##### TRECHO DO DOCUMENTO

Por que se volta à infância? Com que
intuito o homem adulto mergulha no passado para recuperar o menino
que foi, recuperando com ele sentimentos e emoções
de tempo ido e vivido? Segundo o preceito de Leibniz, é
preciso despertar em nós a criança adormecida. Mas
será que, despertando-a, logramos apaziguar conflitos,
como aconselhava Freud?
Espontânea, e alheia aos reclamos da psicanálise,
a recherche du temps perdu surge muita vez como pretexto,
sugerido pela razão, interessada em justificar ilusões
e verificar teorias da idade madura. Não se afaste tampouco
a hipótese de encontrar-se nessa busca um meio eficaz de
fuga ao presente, geralmente mesquinho e incômodo. Seu destino?
A Idade de Ouro, a Utopia, onde o homem - "filho do menino"
-, se abriga contra as agressões do mundo. Foi o que aconteceu
a José Lourenço de Oliveira. Ao despertar Zezinho
Vieira - o Xavier, do Caraça, abriu largamente,
para si mesmo, as portas do universo incorruptível da infância.
A nós, seus leitores, esse livro de memórias propicia
a viagem poética a um estado de alma. Isso mesmo. Porque
Xavier foi, "tão-somente, no sentir do autor,
uma flama ardendo, como numa vela. Nasceu, viveu, foi bacharel
e sonhou".
O tempo corre através das páginas
de Xavier e o Caraça. Na sua cola, os focos de
luz se deslocam trazendo, com as cenas retratadas, o reflexo da
personalidade do memorialista que se contempla, se analisa e se
interroga. Espelho de múltiplas verdades, Xavier
não é apenas Zezinho nem é, obviamente, José
Lourenço de Oliveira, ele-mesmo. É a soma de todos
os possíveis da "vida inteira que poderia ter sido
e que não foi". Daí, a aura de melancolia que
banha o livro.

##########

__PROBLEMA BREVE 1__
Diga se cada afirmação concorda com o trecho sobre Xavier e o Caraça, respondendo sim ou não e citando as palavras do trecho que decidem: (a) o trecho atribui a Leibniz o conselho de apaziguar conflitos; (b) o trecho descreve o presente como geralmente mesquinho e incômodo; (c) o trecho afirma que Xavier é o próprio José Lourenço de Oliveira.
__PROBLEMA BREVE 2__
Segundo o trecho sobre Xavier e o Caraça, o que banha o livro?
__PROBLEMA BREVE 3__
Retome o trecho sobre Xavier e o Caraça logo depois da sua última frase e continue o texto.

##### DADOS FORNECIDOS

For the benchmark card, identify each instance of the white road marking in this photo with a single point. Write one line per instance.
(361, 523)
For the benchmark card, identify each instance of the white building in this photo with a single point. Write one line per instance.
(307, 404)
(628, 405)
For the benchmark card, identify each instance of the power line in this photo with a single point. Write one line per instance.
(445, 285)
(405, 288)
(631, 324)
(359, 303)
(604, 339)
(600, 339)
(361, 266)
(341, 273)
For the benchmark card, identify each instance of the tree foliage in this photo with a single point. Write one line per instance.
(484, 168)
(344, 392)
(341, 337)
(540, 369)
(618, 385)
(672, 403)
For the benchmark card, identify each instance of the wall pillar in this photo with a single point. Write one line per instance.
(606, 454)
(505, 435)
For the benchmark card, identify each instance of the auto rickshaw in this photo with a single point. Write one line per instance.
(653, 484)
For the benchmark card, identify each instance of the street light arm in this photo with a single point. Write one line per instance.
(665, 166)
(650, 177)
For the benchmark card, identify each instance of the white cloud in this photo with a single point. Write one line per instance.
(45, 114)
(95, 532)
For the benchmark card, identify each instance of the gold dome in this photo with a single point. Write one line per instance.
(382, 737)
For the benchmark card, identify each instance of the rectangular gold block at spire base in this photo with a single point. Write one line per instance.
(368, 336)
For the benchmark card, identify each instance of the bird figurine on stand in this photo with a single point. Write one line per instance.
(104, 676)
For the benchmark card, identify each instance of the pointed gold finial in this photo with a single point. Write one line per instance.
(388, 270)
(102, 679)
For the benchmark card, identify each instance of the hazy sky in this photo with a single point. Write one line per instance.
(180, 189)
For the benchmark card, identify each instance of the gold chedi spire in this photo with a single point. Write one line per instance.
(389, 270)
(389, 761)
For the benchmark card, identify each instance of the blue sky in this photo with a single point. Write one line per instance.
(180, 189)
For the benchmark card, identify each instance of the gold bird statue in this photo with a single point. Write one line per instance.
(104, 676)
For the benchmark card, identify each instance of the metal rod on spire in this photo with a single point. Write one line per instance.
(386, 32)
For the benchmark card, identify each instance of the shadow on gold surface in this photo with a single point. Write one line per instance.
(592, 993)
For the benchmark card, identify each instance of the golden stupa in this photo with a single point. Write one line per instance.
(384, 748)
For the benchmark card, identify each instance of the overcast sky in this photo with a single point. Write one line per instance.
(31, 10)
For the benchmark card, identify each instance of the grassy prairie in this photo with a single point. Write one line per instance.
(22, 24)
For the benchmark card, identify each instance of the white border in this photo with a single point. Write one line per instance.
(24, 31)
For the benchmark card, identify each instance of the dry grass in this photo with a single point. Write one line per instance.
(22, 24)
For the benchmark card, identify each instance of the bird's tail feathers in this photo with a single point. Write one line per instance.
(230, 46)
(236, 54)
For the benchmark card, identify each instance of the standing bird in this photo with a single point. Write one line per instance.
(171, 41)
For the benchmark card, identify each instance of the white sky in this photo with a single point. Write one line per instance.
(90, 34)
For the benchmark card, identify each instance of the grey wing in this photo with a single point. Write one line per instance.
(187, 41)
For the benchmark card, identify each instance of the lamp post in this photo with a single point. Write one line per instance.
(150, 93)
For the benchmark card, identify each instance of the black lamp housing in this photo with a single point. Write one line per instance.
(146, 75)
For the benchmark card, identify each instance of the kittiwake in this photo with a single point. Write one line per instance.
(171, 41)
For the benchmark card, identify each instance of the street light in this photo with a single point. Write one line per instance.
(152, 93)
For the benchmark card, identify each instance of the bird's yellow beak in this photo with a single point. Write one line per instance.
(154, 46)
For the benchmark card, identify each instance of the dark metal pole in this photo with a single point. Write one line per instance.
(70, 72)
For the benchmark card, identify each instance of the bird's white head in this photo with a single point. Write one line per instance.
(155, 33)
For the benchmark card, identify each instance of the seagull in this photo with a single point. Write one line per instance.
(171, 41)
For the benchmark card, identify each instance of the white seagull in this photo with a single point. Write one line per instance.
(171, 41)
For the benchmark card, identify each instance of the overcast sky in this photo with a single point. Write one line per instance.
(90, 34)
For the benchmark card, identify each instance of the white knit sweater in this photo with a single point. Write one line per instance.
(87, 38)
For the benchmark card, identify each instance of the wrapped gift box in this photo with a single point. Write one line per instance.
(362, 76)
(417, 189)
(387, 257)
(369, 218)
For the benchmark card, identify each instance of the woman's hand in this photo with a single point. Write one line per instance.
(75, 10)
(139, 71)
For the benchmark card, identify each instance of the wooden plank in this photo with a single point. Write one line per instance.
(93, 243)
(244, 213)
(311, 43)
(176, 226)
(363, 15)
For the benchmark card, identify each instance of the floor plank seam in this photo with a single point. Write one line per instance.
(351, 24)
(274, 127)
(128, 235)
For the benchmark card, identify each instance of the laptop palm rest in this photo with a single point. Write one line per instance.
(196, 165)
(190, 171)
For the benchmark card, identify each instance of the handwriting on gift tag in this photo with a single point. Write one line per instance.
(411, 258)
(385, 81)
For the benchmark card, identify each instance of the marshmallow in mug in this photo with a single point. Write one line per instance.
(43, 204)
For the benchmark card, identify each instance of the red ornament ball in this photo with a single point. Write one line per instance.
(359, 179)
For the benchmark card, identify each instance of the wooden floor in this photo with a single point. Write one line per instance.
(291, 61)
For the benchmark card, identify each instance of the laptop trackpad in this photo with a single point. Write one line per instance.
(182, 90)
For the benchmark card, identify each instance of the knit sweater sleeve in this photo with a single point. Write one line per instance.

##########

__RESPOSTA 1__
(a) Não: "como aconselhava Freud".
(b) Sim: "fuga ao presente, geralmente mesquinho e incômodo".
(c) Não: "nem é, obviamente, José Lourenço de Oliveira, ele-mesmo".

__RESPOSTA 2__
Uma aura de melancolia.

__RESPOSTA 3__
Determinado a dissipar qualquer dúvida acerca
do caráter autobiográfico do enredo, o autor antecipa-nos
o epílogo, anunciando a morte de Xavier após
ter sido atingido por uma bala nazista durante a última
grande guerra. E avisa que certamente "não lhe pesava
muito deixar um mundo em que pouco se entendeu".
Desse desentendimento do mundo, encarecido pela
consciência da "vida vazia, vida cuja lição
gostaria de ter aprendido melhor", resulta a opção
pelo museu imaginário do Caraça. Assim como fixou
na retina, numa visada impressionante a grandiosa massa branca
do Santuário de Nossa Senhora Mãe dos Homens, assim
também guardou, para sempre, num canto defeso da memória,
a lembrança dos seis anos ali passados. O tempo, a idade,
a reflexão adensaram-na, acentuaram-lhe a importância,
acabando por conferir-lhe existência própria, autônoma.
Pelas mãos de José Lourenço
de Oliveira descobrimos, com Xavier, os segredos do Caraça.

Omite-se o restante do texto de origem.